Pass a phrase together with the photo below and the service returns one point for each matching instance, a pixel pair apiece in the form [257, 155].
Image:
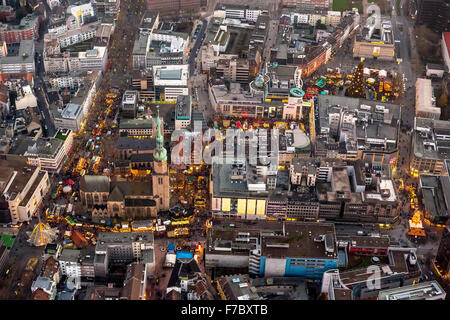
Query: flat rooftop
[429, 290]
[171, 75]
[20, 180]
[297, 241]
[135, 124]
[431, 139]
[71, 111]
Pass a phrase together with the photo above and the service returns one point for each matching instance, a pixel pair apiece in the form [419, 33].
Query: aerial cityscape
[224, 150]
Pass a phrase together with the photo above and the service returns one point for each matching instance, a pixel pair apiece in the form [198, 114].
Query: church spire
[160, 154]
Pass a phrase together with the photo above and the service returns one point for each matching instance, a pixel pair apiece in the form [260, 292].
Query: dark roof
[121, 189]
[136, 144]
[140, 203]
[142, 157]
[182, 268]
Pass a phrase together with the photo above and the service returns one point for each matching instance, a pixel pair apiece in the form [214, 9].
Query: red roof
[447, 41]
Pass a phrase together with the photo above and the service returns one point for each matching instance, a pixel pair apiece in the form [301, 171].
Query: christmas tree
[356, 89]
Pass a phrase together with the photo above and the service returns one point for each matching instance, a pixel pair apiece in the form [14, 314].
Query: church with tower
[139, 188]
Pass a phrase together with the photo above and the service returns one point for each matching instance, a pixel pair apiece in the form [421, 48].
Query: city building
[311, 4]
[27, 29]
[129, 104]
[435, 192]
[434, 14]
[66, 38]
[425, 100]
[442, 260]
[51, 269]
[430, 290]
[376, 41]
[236, 287]
[135, 284]
[159, 47]
[25, 98]
[359, 193]
[69, 263]
[436, 70]
[183, 112]
[445, 48]
[89, 60]
[70, 118]
[120, 248]
[4, 256]
[271, 249]
[174, 7]
[23, 190]
[81, 12]
[137, 127]
[107, 7]
[187, 282]
[351, 129]
[170, 81]
[429, 148]
[234, 101]
[18, 63]
[48, 153]
[233, 70]
[45, 284]
[402, 270]
[124, 199]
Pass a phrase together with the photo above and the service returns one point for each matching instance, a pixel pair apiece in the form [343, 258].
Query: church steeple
[160, 154]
******
Work to complete ▸ Retype each line above exactly. Leave the images out.

Solution to this exercise ▸
Pass a phrase together with the photo below and the service returns one point for each matching instance, a pixel pair apiece in the form [257, 155].
Image:
Query: flat rooftop
[429, 290]
[171, 75]
[20, 180]
[297, 241]
[135, 124]
[431, 139]
[71, 111]
Pass a phrase together with the photo above and the service returns one point for each matching instance, a pixel pair apiece in the form [419, 33].
Query: aerial cityscape
[224, 150]
Pass a phrase together with the photo above and the service returns one point for each matching instance, a pixel pair apiece in the form [198, 114].
Query: church spire
[160, 154]
Pass a phrase together with the photo above and the service returns one point for each matching instance, a pixel pair apiece in the form [260, 292].
Query: dark roof
[121, 189]
[136, 144]
[140, 203]
[142, 157]
[182, 268]
Pass a phrase together with the photo above and the service returns one point for each matching instance, a pixel pair apiece in the form [214, 9].
Query: red roof
[447, 41]
Pass a phrase together with the photo above and the service returns one point for each matching instance, a pixel pair apiece in the form [301, 171].
Query: christmas tree
[356, 89]
Pass a phrase together with the photo above and the service returns one point for each matching instance, a pixel pair apiece in the form [14, 314].
Query: church with tower
[139, 188]
Pass a phrase together with the photo above and the service returns one point for each matching instance, a pixel pair apiece in the form [421, 48].
Query: city building
[311, 4]
[27, 29]
[129, 104]
[435, 192]
[434, 14]
[66, 38]
[425, 100]
[442, 260]
[51, 269]
[430, 290]
[376, 41]
[236, 287]
[135, 284]
[159, 47]
[25, 98]
[359, 193]
[69, 263]
[436, 70]
[183, 112]
[445, 48]
[89, 60]
[70, 118]
[120, 248]
[4, 256]
[271, 249]
[174, 7]
[23, 190]
[81, 12]
[137, 127]
[107, 7]
[187, 282]
[351, 129]
[170, 81]
[429, 148]
[234, 101]
[18, 63]
[48, 153]
[233, 70]
[45, 284]
[402, 270]
[124, 199]
Pass a phrase together with the photo above and the service returns one point for each matching instance, a pixel pair apiece in the form [343, 258].
Query: church steeple
[160, 154]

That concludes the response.